### AUSWAHL
--------------------------------
Ansonsten drehte sich die Diskussion beim Symposium in erster
Linie um das Thema Selbstbehalte oder Beitragserhöhungen.
Sozialexperte Bernd Marin sprach sich dabei für hohe, aber faire
Selbstbehalte aus. Die im Regierungsabkommen festgelegten 20 Prozent
sind aus seiner Sicht die "absolute Untergrenze". Seiner Meinung nach
könnte man bei einzelnen Selbstbehalten auf bis zu 100 Prozent gehen.
Allerdings sei natürlich eine soziale Staffelung von Nöten. Auch
plädiert Marin für eine Unterscheidung zwischen Hausarzt-, Facharzt-,
Ambulanz- und Notfallsambulanz-Besuch.
Steuernde Selbstbehalte
Auf gleicher Linie fand sich der oberösterreichische Landesrat
Walter Aichinger. Auch er sprach sich für die Einführung gestaffelter
Selbstbehalte aus. Diese sollten für alle Gruppen in der Bevölkerung
gelten. Ebenfalls als Befürworter von Selbstbehalten präsentierte
sich der Generaldirektor der Sozialversicherungsanstalt der
Gewerblichen Wirtschaft, Stefan Vlasich. Er meinte, die in seiner
Versicherungsanstalt eingehobenen 20 Prozent Selbstbehalte würden
sehr wohl steuernd wirken.
--------------------------------
### AUFGABENSTELLUNG
A. Nennen Sie alle Arten von Besuchen, zwischen denen Bernd Marin laut dem Text über Selbstbehalte unterscheiden möchte.
B. Welche Funktion hat Stefan Vlasich laut dem Text über Selbstbehalte inne?
C. Setzen Sie den Text über Selbstbehalte im Anschluss an seinen letzten Satz fort.

(Annotationseinträge mit Begrenzungsrahmen)
--------------------------------
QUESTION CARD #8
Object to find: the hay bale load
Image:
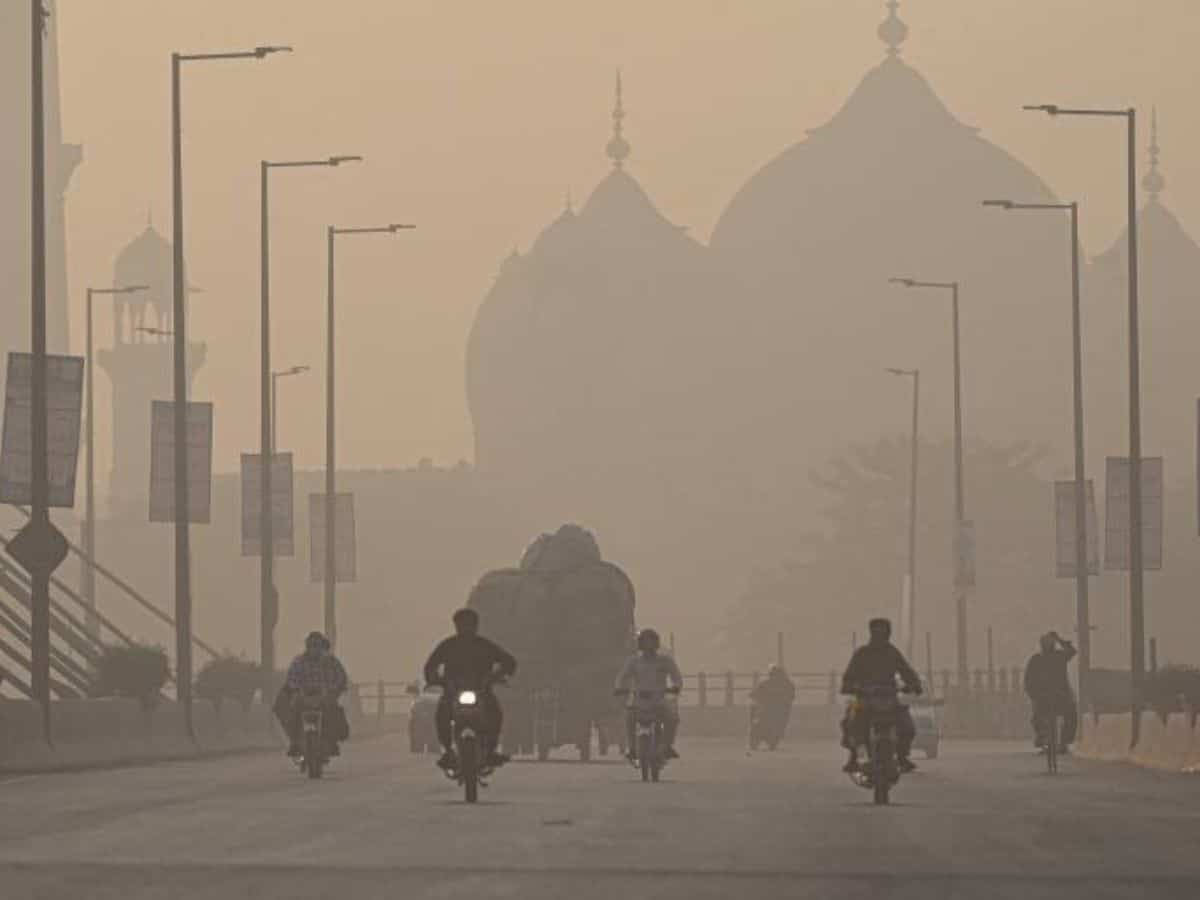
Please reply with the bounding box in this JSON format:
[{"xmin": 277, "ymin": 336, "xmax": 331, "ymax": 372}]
[{"xmin": 468, "ymin": 524, "xmax": 635, "ymax": 758}]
--------------------------------
### ERGEBNISSE
A. Hausarzt-Besuch, Facharzt-Besuch, Ambulanz-Besuch, Notfallsambulanz-Besuch

B. Er ist Generaldirektor der Sozialversicherungsanstalt der Gewerblichen Wirtschaft.

C.
Die Vertreter der Arbeitnehmer sahen dies naturgemäß anders. Der
Obmann der Wiener Gebietskrankenkasse Franz Bittner lehnte
Selbstbehalte ab, da sie dem Solidaritätsprinzip widersprechen. Er
kritisierte seinerseits, dass von der Regierung keine Maßnahmen zur
Gesundung der Kassen gekommen seien. Wörtlich sprach er von einem
Stillstand. Auch der Chef der OÖ Gebietskrankenkasse, Helmut
Oberchristl, wandte sich gegen Selbstbehalte. Er kann sich eher
Beitragserhöhungen in geringem Ausmaß vorstellen.
Ein anderer Vorschlag zur Sanierung des Defizits kam von Marin. Er
würde in erster Linie weitere Einschnitte bei der beitragsfreien
Mitversicherung befürworten. Würde man diese für alle Mütter
streichen, deren Kind das dritte Lebensjahr erreicht habe, wären 14,7
Mrd. S (1,068 Mrd. Euro) zu lukrieren, bei Müttern mit Kindern ab dem
7. Lebensjahr immerhin von 12,7 Mrd. S (923 Mill. Euro). Auch wenn
man für sozial Bedürftige und über 50-jährige mit geringer
finanzieller Ausstattung Ausnahmen mache, käme man noch immer auf
Einsparungen von über 10 Mrd. S (727 Mill. Euro) .
(APA)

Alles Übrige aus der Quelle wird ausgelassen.